*What to work on*
Read through the material below and copy each line in which the word "ceiling" occurs.

*Extracted material*
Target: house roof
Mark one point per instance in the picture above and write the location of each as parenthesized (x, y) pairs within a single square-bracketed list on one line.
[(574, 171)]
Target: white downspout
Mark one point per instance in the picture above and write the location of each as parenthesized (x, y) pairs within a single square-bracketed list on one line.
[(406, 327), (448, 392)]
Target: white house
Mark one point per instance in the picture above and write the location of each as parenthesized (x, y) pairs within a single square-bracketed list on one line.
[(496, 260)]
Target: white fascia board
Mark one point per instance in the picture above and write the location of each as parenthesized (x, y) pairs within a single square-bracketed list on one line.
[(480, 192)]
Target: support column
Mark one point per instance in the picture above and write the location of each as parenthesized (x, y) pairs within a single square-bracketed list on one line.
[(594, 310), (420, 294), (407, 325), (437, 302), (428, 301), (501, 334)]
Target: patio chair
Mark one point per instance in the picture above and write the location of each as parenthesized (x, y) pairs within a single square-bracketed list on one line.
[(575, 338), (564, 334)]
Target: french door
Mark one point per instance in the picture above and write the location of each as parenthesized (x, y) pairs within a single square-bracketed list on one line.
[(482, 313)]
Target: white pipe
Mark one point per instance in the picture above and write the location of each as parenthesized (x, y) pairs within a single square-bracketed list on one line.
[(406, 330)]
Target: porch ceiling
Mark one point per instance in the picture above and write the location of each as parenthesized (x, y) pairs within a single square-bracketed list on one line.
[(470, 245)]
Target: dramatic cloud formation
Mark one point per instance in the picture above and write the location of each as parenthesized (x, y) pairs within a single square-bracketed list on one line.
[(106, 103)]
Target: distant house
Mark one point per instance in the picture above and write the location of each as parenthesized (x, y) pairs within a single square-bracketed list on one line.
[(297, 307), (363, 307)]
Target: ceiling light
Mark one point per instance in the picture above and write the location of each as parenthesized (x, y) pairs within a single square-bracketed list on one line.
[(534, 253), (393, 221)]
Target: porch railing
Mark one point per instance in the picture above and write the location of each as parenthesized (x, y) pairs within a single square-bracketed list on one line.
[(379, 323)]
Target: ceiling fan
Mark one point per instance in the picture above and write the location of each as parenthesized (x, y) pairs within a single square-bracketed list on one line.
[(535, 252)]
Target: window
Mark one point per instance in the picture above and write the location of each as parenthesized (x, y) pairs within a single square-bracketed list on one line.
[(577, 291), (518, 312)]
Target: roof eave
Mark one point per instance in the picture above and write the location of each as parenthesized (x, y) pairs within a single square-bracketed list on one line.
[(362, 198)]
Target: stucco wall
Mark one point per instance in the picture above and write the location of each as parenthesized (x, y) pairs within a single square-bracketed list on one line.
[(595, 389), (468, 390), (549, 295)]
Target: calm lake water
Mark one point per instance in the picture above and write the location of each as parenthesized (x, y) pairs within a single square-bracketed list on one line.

*Written reply*
Target: porch ceiling
Target: ceiling light
Target: ceiling fan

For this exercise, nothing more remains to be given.